* START DATASET RECORDS *

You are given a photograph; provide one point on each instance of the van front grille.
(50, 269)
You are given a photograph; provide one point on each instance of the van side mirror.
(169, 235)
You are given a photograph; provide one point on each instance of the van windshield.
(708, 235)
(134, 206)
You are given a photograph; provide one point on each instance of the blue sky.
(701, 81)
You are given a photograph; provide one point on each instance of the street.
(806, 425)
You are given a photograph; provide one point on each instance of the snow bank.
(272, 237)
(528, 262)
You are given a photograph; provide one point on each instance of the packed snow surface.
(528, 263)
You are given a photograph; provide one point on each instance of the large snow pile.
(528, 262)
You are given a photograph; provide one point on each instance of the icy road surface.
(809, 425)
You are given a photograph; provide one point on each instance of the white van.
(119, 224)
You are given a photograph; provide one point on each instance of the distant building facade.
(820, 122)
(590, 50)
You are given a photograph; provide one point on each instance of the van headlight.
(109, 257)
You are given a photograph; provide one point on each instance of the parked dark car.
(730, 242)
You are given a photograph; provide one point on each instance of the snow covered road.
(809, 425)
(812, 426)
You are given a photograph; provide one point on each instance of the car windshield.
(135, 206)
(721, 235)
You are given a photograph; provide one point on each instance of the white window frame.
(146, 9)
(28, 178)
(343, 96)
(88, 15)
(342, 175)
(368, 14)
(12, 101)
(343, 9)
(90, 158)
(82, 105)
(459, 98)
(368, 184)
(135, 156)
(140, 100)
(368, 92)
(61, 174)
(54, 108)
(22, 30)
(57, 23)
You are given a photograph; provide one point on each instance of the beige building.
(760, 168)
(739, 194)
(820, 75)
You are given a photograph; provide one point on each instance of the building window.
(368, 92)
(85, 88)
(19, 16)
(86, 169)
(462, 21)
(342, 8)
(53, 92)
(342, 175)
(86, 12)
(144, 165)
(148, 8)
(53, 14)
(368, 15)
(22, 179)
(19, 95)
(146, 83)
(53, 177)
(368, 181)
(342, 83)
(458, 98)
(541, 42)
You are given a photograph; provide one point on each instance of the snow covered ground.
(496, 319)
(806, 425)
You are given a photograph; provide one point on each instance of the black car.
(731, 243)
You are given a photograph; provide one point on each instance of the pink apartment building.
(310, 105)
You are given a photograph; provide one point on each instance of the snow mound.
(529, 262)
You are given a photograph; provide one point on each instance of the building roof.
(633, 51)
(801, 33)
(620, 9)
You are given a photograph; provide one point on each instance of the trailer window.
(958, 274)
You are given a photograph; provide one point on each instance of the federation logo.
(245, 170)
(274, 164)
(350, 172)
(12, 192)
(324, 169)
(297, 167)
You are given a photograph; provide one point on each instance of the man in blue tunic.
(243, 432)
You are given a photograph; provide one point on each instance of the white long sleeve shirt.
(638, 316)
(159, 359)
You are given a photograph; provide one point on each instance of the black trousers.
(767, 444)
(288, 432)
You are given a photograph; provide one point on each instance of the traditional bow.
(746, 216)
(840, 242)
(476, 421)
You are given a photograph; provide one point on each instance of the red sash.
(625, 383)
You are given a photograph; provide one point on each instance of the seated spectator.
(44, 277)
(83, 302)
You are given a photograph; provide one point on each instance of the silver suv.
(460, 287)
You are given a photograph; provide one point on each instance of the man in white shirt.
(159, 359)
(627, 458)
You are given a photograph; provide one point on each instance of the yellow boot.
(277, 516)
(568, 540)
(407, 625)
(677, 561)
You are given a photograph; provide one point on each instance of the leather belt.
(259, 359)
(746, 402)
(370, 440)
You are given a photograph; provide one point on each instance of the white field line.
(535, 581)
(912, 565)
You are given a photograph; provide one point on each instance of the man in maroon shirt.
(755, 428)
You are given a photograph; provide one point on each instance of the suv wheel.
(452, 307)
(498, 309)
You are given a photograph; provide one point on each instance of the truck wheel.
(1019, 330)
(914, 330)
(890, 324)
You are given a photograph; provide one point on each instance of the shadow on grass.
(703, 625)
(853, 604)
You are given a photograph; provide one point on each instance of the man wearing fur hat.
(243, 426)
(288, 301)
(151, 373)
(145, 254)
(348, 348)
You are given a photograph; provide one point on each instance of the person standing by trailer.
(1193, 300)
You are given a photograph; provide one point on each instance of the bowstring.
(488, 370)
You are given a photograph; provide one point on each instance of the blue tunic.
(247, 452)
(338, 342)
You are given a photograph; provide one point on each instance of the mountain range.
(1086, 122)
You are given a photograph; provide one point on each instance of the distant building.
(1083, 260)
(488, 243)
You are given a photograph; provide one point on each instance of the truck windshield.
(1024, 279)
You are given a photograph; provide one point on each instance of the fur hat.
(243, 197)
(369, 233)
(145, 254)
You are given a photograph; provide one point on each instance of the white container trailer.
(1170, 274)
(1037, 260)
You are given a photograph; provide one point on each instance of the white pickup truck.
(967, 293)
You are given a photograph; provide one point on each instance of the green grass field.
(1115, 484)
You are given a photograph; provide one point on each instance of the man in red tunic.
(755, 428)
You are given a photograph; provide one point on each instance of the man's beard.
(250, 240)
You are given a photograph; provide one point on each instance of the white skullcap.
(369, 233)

* END DATASET RECORDS *

§ CHALLENGE: Recast the listing above as a two-column CSV with the headers "prompt_text" and "answer_points", giving each line of wording its own row paired with all the coordinates that follow it. Put each value in a single double-quoted field, and join multiple coordinate lines with spaces instead of line breaks.

§ ANSWER TO THIS PROBLEM:
prompt_text,answer_points
"You are given a photograph; provide one point on each instance of the van front grille.","(50, 269)"
"You are given a photograph; provide one point on each instance of the van side mirror.","(169, 235)"
"You are given a photograph; provide one point on each instance of the van windshield.","(708, 235) (134, 206)"
"You are given a photograph; provide one point on each instance of the blue sky.","(701, 81)"
"You are given a photograph; provide one point on each instance of the street.","(806, 425)"
"You are given a photograph; provide one point on each instance of the snow bank.","(272, 237) (528, 262)"
"You are given a photograph; provide one point on each instance of the packed snow surface.","(528, 263)"
"You are given a photograph; provide one point on each instance of the large snow pile.","(528, 262)"
"You are given a photograph; provide one point on each instance of the icy road surface.","(809, 425)"
"You are given a photograph; provide one point on each instance of the white van.","(119, 224)"
"You are given a photograph; provide one point on each instance of the distant building facade.","(820, 122) (590, 50)"
"You are given a photograph; provide one point on each instance of the van headlight.","(109, 257)"
"You are given a photograph; provide one point on each instance of the parked dark car.","(730, 242)"
"You are given a photograph; provide one point on each instance of the snow covered road.","(809, 425) (812, 426)"
"You are given a photograph; provide one point on each instance of the car windshield.","(135, 206) (721, 235)"
"You are given a photograph; provide one point on each instance of the white window frame.","(146, 9) (28, 178) (343, 96) (88, 15) (342, 175) (368, 14) (12, 101) (343, 9) (90, 158) (82, 105) (459, 98) (368, 184) (135, 156) (140, 100) (368, 92) (61, 174) (54, 108) (22, 30) (57, 23)"
"You are given a photograph; provide one point on each instance of the beige building.","(760, 168) (739, 194) (820, 75)"
"You are given a photograph; provide one point on each instance of the building window.","(368, 92) (85, 88) (19, 16) (86, 169) (462, 21) (342, 8) (53, 92) (342, 175) (86, 12) (144, 165) (148, 8) (53, 14) (368, 15) (22, 179) (19, 95) (146, 83) (53, 177) (368, 181) (342, 83) (458, 98) (541, 42)"
"You are given a photograph; provide one point on each instance of the snow covered ground.","(496, 319) (806, 425)"
"You are given a photograph; provide one point on each instance of the black car.","(731, 243)"
"You are given a photograph; provide one point on each instance of the pink apartment building.","(310, 105)"
"You are given a photograph; provide one point on each instance of the snow mound.","(529, 262)"
"You are given a photograph; provide one point on each instance of the building roof.","(633, 51) (801, 33) (620, 9)"
"You are given a photograph; provide one point on each instance of the trailer window.","(958, 274)"
"You are given a photograph; provide one point on each instance of the federation logo.","(245, 170) (274, 164) (350, 172) (12, 192) (324, 169) (297, 167)"
"You are given a photograph; provide one point on each instance of the man in blue tunic.","(243, 432)"
"You are given a photograph; provide one point on each instance of the white long sleeve shirt.","(638, 316) (159, 359)"
"You are given a photograph; provide one point on each instance of the black trousers.","(767, 444) (288, 432)"
"You are given a photograph; provide one point on each instance of the traditional bow.","(746, 216) (840, 242) (476, 421)"
"You are given a photograph; provide one point on each instance of the red sash.","(625, 383)"
"You are given a photograph; provide one point on each instance of the seated spectator.","(44, 277) (83, 302)"
"You are given a photograph; provide one point on each instance of the silver suv.","(460, 287)"
"You are given a photograph; provide one point on each instance of the man in white shirt.","(159, 359) (627, 458)"
"You are given a photograph; provide one point on each instance of the yellow boot.","(277, 516) (568, 540) (407, 625) (677, 561)"
"You are given a photograph; provide one point on each instance of the leather belt.","(259, 359) (746, 402) (370, 440)"
"You are given a photograph; provide one point on each instance of the white field line.","(535, 581) (912, 565)"
"You are given a photograph; provide one point on each instance of the man in maroon shirt.","(755, 428)"
"You are given a photograph; provide one point on each instance of the suv wheel.","(452, 307) (498, 309)"
"You are given a photograph; provide one point on each instance of the truck wheel.","(1019, 330) (914, 330) (890, 324)"
"You are given a photograph; provide one point on each instance of the shadow on grass.","(703, 625) (853, 604)"
"You are given a photograph; provide one point on each instance of the man wearing fur hat.","(243, 426) (288, 301) (151, 373) (145, 254) (348, 348)"
"You are given a photograph; provide one point on each instance of the person standing by trailer.","(1193, 300)"
"You are given a photograph; provide one point on each instance of the bowstring.","(488, 370)"
"You are given a photograph; provide one point on each instance of the blue tunic.","(247, 452) (338, 342)"
"You are given a photograph; provide one point on each instance of the mountain range.","(1086, 122)"
"You are given a photograph; provide one point on each instance of the distant building.","(1083, 260) (488, 243)"
"You are given a photograph; provide one point on each instance of the truck windshield.","(1024, 279)"
"You are given a photograph; provide one point on each instance of the fur hat.","(243, 197) (369, 233) (145, 254)"
"You are given a photograph; provide one point on each instance of the white container trailer.","(1170, 274) (1037, 260)"
"You are given a photograph; provide one point on each instance of the white pickup truck.","(967, 293)"
"You are given a photograph; provide one point on each instance of the green grass field.","(1115, 484)"
"You are given a photograph; provide one point on each instance of the man in red tunic.","(755, 428)"
"You are given a photograph; provide one point on each instance of the man's beard.","(250, 240)"
"You are given a photograph; provide one point on each instance of the white skullcap.","(369, 233)"